◆ Work instructions ◆
Lines to be reproduced exactly: the one that holds "point: metal railing" and all those after it through the end of the data. Include no others.

--- Exercise data ---

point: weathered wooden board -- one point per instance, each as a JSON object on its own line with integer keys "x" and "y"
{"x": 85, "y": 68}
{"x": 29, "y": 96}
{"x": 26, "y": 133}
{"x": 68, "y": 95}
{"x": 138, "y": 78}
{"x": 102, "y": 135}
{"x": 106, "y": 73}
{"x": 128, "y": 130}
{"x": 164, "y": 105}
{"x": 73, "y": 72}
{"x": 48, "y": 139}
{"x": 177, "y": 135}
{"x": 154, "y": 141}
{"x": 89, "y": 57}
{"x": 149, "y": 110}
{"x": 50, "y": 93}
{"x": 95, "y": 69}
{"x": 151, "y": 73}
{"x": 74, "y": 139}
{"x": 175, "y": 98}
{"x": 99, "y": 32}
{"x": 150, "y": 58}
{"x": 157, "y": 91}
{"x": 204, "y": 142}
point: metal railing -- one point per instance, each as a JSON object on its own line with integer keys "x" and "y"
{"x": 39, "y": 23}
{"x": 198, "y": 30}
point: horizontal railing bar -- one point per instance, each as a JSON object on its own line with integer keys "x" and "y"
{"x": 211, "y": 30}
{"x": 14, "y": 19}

---

◆ Exercise result ◆
point: metal railing -- one point per instance, each as a JSON object on its own line with integer keys "x" and "y"
{"x": 39, "y": 23}
{"x": 198, "y": 30}
point: horizontal railing bar -- one point per instance, each as a JSON object on its own line with integer keys "x" and "y"
{"x": 211, "y": 30}
{"x": 14, "y": 19}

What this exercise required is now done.